Count the lines in the records below that contain the string "small", treating uppercase and lowercase letters as distinct. Give only the resulting number.

**Extracted entries:**
★ ★ ★ ★

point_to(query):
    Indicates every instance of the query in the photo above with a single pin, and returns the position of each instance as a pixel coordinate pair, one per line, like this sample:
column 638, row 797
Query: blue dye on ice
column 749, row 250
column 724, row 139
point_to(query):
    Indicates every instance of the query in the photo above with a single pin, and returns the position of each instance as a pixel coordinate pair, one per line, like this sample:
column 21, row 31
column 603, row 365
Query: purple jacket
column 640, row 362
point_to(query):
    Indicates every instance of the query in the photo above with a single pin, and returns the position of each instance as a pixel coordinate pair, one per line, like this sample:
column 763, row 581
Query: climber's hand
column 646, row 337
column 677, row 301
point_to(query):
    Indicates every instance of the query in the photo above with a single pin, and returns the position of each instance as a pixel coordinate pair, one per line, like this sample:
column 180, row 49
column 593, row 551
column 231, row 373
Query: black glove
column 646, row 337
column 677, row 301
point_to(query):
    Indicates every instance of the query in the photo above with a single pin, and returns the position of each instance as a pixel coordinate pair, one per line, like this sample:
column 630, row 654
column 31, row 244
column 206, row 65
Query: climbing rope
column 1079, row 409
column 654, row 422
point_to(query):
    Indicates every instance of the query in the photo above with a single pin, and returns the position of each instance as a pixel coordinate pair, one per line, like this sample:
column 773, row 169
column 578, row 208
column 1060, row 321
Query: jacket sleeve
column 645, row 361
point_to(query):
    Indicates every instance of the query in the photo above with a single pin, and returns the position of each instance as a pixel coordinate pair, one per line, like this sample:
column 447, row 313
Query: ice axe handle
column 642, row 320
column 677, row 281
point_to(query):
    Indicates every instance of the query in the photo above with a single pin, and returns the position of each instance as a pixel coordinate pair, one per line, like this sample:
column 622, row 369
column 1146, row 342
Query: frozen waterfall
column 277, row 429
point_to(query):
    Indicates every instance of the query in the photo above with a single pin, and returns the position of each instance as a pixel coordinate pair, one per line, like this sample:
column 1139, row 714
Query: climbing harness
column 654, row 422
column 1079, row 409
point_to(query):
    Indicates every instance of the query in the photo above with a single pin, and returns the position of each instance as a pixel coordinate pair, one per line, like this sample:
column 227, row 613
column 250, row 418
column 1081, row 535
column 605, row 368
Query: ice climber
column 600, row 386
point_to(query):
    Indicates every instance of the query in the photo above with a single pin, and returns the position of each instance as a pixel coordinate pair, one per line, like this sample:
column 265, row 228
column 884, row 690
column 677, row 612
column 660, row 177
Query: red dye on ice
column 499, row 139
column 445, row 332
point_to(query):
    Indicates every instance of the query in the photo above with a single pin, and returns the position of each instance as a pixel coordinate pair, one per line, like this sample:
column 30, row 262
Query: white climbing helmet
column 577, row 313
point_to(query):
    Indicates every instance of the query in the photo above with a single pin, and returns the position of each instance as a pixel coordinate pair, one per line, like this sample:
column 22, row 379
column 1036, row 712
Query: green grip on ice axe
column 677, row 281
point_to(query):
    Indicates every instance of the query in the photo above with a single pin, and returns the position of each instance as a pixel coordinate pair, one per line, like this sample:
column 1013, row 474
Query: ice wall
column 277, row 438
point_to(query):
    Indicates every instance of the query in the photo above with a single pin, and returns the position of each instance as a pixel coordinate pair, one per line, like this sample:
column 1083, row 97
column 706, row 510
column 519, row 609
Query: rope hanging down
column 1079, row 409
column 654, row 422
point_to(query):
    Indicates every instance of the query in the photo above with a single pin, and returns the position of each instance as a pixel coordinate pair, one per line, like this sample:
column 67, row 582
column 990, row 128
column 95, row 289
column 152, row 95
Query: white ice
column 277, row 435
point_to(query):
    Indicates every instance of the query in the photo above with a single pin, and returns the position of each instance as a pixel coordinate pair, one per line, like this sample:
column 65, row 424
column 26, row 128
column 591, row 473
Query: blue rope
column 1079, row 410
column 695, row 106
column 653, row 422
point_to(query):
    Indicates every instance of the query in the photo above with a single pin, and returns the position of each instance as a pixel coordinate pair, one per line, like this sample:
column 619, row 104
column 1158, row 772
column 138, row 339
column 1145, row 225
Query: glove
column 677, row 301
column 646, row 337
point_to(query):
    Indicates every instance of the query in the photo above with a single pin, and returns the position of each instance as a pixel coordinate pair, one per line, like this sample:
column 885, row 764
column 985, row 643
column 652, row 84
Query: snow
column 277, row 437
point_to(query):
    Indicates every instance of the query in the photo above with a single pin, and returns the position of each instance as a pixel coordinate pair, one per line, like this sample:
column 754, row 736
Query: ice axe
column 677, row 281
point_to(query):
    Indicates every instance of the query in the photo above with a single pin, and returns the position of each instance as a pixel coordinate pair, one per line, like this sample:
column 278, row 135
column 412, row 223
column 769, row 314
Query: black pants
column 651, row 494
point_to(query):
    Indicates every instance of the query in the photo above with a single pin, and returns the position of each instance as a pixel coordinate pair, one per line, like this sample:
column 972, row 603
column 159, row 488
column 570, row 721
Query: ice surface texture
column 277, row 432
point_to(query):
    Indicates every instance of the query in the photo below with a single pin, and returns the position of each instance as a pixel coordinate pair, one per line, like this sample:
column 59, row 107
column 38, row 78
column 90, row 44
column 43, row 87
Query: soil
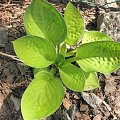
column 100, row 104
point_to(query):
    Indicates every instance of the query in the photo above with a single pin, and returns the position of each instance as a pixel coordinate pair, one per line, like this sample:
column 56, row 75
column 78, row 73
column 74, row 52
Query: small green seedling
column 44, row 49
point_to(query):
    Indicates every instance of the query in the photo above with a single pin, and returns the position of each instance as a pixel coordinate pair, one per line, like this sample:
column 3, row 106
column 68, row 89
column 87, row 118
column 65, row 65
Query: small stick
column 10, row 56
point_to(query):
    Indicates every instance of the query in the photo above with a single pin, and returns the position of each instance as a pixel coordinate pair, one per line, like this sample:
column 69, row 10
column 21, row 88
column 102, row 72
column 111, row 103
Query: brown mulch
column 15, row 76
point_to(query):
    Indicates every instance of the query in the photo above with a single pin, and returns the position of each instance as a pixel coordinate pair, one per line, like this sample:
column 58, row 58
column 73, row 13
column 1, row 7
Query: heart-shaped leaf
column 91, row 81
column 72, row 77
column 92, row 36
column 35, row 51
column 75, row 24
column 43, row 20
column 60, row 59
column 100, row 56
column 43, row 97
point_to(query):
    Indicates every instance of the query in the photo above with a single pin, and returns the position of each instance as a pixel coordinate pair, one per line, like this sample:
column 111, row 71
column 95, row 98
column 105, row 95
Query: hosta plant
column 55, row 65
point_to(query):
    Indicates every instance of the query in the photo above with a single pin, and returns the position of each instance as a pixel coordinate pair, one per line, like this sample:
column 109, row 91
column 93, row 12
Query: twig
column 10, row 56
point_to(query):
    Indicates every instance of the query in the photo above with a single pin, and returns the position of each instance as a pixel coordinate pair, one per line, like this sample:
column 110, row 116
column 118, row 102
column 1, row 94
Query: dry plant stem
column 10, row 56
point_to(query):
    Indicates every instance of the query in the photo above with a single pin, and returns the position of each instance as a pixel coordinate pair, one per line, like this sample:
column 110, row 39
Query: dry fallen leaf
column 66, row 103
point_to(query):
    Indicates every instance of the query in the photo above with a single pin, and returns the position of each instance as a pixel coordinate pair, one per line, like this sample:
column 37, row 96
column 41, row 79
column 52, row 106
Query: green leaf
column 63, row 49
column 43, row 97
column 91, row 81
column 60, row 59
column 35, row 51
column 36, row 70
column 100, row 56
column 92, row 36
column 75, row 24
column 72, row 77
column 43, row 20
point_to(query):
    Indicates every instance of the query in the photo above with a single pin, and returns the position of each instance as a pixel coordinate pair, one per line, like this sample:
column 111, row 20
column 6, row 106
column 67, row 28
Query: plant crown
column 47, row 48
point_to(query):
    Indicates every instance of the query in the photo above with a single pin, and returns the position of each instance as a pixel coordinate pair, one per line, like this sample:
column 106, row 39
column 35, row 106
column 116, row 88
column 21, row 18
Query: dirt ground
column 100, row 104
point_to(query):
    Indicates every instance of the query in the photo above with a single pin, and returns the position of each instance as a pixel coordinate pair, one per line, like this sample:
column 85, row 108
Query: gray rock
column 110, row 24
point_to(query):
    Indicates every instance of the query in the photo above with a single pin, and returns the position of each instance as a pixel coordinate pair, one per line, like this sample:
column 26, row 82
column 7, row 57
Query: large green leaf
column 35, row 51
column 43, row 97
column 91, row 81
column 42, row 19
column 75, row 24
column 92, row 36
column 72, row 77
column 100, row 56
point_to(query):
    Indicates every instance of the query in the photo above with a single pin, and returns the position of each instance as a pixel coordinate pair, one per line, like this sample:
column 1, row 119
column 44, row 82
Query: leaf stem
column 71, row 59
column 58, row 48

★ ★ ★ ★

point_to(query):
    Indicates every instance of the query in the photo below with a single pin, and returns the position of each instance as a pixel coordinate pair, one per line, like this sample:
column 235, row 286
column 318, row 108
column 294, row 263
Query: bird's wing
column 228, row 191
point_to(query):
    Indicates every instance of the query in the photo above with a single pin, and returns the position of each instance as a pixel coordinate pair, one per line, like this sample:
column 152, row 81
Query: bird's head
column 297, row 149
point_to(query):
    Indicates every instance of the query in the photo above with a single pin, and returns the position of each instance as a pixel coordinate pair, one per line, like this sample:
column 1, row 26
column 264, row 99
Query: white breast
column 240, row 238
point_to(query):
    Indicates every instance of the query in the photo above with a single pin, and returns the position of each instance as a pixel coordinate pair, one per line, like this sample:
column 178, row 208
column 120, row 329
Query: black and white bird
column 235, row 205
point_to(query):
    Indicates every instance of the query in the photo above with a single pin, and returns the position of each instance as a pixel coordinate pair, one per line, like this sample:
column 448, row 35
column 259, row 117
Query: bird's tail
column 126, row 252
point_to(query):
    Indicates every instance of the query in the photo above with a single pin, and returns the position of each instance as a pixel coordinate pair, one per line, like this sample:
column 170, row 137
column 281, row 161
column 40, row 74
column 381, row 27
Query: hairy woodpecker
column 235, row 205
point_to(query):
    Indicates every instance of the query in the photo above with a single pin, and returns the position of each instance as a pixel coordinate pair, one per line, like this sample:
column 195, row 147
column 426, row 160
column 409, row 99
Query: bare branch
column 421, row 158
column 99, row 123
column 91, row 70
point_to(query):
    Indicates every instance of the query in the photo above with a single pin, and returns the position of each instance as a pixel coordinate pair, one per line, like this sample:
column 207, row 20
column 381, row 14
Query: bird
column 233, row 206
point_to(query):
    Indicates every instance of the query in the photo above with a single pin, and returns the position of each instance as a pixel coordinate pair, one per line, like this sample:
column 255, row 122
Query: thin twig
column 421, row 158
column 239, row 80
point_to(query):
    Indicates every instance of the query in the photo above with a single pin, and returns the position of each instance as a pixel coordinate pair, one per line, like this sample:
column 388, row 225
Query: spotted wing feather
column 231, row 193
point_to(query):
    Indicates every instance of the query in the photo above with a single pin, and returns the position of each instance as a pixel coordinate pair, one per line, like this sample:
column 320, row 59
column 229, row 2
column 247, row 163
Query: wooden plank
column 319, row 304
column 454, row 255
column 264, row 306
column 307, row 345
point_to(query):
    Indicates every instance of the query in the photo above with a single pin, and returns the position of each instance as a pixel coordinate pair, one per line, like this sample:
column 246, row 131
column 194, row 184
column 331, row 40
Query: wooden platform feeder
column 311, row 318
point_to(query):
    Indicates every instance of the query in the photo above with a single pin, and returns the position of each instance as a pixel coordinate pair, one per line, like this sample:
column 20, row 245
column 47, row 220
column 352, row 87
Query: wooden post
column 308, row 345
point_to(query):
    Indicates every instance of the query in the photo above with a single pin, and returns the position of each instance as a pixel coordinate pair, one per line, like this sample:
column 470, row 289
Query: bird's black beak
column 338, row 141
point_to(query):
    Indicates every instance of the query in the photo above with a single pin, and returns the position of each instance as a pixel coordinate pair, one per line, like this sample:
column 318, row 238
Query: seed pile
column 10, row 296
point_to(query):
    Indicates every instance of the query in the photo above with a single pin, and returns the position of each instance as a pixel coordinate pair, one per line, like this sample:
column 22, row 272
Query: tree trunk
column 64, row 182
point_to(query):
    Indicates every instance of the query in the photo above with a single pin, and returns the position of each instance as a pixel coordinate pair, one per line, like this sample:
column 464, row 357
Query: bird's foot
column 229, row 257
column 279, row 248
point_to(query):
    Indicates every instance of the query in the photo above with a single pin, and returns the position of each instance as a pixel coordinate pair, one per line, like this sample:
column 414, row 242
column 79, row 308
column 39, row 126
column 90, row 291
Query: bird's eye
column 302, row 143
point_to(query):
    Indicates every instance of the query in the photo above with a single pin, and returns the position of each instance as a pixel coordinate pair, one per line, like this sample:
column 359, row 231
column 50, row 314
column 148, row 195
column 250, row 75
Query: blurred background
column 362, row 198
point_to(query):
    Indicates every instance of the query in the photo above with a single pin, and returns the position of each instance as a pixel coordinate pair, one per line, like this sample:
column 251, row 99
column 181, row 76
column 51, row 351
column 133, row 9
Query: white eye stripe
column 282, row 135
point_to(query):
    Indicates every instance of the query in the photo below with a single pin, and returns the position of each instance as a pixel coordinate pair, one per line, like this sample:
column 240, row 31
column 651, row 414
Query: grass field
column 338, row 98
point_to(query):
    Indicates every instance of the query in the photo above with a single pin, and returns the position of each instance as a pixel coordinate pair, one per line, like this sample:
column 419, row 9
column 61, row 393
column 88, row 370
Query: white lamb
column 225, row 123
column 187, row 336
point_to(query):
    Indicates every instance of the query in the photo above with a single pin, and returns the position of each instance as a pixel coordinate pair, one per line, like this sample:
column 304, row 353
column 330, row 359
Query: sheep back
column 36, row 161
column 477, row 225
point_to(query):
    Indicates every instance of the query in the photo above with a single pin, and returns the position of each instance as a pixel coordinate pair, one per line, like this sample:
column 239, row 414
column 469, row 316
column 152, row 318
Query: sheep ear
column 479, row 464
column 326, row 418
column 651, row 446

★ ★ ★ ★

**Answer:** 2